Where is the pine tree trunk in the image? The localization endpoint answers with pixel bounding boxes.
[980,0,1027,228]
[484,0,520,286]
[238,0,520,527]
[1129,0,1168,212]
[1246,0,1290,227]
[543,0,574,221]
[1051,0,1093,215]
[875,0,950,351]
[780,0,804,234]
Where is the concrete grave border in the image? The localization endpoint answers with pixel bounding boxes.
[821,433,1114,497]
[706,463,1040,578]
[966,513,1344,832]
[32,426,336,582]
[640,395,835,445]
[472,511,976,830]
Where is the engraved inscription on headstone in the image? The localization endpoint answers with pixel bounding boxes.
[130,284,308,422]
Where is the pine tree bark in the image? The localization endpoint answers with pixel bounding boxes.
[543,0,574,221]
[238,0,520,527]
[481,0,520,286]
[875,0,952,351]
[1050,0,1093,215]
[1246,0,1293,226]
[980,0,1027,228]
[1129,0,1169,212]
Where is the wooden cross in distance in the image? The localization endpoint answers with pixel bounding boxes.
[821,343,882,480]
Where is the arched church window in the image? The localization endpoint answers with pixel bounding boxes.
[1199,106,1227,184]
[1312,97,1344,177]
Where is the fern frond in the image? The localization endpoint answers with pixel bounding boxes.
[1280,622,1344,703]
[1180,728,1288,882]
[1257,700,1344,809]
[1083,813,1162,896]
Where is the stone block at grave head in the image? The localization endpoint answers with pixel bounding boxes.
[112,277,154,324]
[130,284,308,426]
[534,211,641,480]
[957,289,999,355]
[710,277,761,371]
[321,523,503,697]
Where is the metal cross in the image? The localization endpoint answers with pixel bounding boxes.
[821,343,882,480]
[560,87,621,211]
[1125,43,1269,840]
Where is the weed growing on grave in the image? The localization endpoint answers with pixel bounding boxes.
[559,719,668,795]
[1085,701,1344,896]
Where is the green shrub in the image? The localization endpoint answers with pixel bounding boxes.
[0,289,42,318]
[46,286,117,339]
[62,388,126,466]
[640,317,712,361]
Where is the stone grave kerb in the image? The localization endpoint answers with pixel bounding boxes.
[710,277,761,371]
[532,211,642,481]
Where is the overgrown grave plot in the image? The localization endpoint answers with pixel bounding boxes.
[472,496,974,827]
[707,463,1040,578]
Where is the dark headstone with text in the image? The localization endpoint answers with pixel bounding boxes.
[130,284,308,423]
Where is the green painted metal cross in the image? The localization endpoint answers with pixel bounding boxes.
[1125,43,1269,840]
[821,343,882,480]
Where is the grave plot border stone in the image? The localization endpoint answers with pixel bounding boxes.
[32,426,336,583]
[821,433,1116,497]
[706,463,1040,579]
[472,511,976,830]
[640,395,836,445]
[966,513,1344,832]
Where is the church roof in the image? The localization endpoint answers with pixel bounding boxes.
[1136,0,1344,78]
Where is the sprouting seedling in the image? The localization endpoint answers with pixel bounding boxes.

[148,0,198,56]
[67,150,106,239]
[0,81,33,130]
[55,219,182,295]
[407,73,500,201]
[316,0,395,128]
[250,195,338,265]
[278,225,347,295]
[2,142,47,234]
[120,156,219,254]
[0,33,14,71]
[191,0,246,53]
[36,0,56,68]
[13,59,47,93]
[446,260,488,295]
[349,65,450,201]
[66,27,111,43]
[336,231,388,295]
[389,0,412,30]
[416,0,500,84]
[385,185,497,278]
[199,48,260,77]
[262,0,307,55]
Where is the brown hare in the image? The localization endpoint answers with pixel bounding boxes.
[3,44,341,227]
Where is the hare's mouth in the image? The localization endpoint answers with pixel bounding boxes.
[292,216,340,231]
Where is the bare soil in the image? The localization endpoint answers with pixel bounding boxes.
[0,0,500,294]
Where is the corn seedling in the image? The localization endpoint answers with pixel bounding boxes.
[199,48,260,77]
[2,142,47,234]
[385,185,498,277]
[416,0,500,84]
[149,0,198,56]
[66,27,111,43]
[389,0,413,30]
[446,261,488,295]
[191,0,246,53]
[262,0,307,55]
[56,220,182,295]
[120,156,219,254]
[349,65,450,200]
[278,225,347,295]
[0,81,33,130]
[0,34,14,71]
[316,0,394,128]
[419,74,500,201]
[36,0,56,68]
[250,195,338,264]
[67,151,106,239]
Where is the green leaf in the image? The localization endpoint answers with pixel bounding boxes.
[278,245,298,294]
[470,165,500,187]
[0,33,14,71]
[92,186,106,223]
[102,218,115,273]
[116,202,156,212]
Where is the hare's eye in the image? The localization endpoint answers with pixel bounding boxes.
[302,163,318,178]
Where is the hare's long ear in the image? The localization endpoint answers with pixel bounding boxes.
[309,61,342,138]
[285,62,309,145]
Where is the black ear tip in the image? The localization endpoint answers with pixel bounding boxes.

TASK TO COMPLETE - Reproduce all of the material above with every occurrence of "localization endpoint" swapped for "detection service", keeping everything else identical.

RESULT BELOW -
Where is the pine tree trunk in the image? The detection service answers with pixel bounding boxes.
[980,0,1027,228]
[484,0,520,286]
[238,0,520,527]
[1129,0,1168,212]
[1246,0,1290,227]
[543,0,574,221]
[1051,0,1093,215]
[875,0,950,351]
[780,0,804,234]
Where is the concrete grave border in the image? The detection service answers with pixel bounding boxes.
[821,433,1114,497]
[706,463,1040,578]
[966,513,1344,832]
[32,426,336,582]
[640,395,835,445]
[472,511,976,830]
Where is the engraved inscription on headstone in the image? The detection service answers with pixel bounding boxes.
[130,284,308,422]
Where is the pine tree bark in the image? The detection service answers with pixel bounding boxes.
[543,0,574,221]
[238,0,520,527]
[481,0,520,286]
[875,0,952,351]
[1050,0,1093,215]
[1246,0,1293,226]
[980,0,1027,228]
[1129,0,1169,212]
Where is the wooden cross in distance in the image? The detection service answers with pixel bounding boxes.
[821,343,882,480]
Where is the arched church window in the image? The detection service answers with pixel bounding boxes.
[1199,106,1227,184]
[1312,97,1344,177]
Where is the fern frond in the image? The detection service answers with pixel bounding boxes.
[1280,622,1344,703]
[1180,728,1288,882]
[1257,700,1344,809]
[1083,813,1162,896]
Where is the stone block at grave head in the image? The detection service answers with pixel bounding boxes.
[112,277,154,324]
[130,284,308,426]
[534,211,641,480]
[957,289,999,355]
[710,277,761,371]
[321,523,503,697]
Where is the metal cross in the image? The detection service answers with pixel bounding boxes.
[821,343,882,480]
[560,87,621,211]
[1125,43,1269,840]
Where is the weed growing on grave in the image? The detection service answers with pixel bounding boxes.
[559,719,668,795]
[1085,701,1344,896]
Where is the green shrub in the image? The detection service answers with pixel bounding boxes.
[0,289,42,318]
[46,286,117,339]
[62,388,126,466]
[640,317,712,361]
Where is the stone grave kerb in the image? The detection service answers with pixel bounding boxes.
[710,277,761,371]
[532,211,642,481]
Where is the overgrown grave plot in the image? The detection service answers with pixel bounding boxes.
[472,496,974,827]
[707,463,1040,578]
Where is the dark headstone with text in the image? The detection service answers with pixel bounding boxes.
[130,284,308,423]
Where is the green painted metal cross in the image? The detection service answers with pixel bounding boxes.
[1125,43,1269,840]
[821,343,882,480]
Where is the grave plot border stone in the image? The detection service answers with pixel bounding boxes.
[32,426,336,583]
[821,433,1116,497]
[706,463,1040,579]
[472,511,976,830]
[640,395,836,445]
[966,513,1344,832]
Where is the church roof in the image? The detection service answers with pixel bounding boxes.
[1136,0,1344,78]
Where is the sprouting seedling in the image? The detection service answers with pixel bounding boxes.

[148,0,198,56]
[67,150,106,239]
[0,81,33,130]
[55,219,182,295]
[407,73,500,201]
[316,0,395,128]
[250,195,338,265]
[278,225,347,295]
[2,142,47,234]
[120,156,219,254]
[0,33,14,71]
[191,0,246,53]
[36,0,56,68]
[13,59,47,93]
[446,260,488,295]
[349,65,450,201]
[66,27,111,43]
[336,231,388,295]
[389,0,412,30]
[416,0,500,84]
[385,185,497,278]
[199,48,260,77]
[262,0,307,55]
Where is the brown hare in the image? The detection service answers with pixel bounding boxes.
[3,44,341,227]
Where is the hare's mouth in the image? The detection service answers with pixel bounding boxes.
[292,216,340,231]
Where is the bare soil in the image? The detection service answers with pixel bounding boxes.
[0,0,500,294]
Where is the corn seedling in the image? The detection service answers with pixel bounding boxes.
[199,48,260,77]
[2,142,47,234]
[385,185,498,277]
[416,0,500,84]
[149,0,198,56]
[66,27,111,43]
[389,0,413,30]
[446,261,488,295]
[191,0,246,53]
[262,0,307,55]
[56,220,182,295]
[120,156,219,254]
[349,65,450,200]
[278,225,347,295]
[0,81,33,130]
[0,34,14,71]
[316,0,394,128]
[419,74,500,201]
[36,0,56,68]
[250,195,338,264]
[67,151,106,239]
Where is the green leaf in the image? The detection service answers with pixel bounding boxes.
[278,245,298,294]
[470,165,500,187]
[0,33,14,71]
[92,186,106,223]
[102,218,115,273]
[116,202,156,212]
Where is the hare's eye in the image? The detection service answers with pixel bounding boxes.
[302,163,318,178]
Where is the hare's long ear in the image? The detection service answers with pixel bounding boxes.
[309,61,342,138]
[285,62,309,145]
Where is the black ear tip in the image? The detection service answers with pixel bounding boxes.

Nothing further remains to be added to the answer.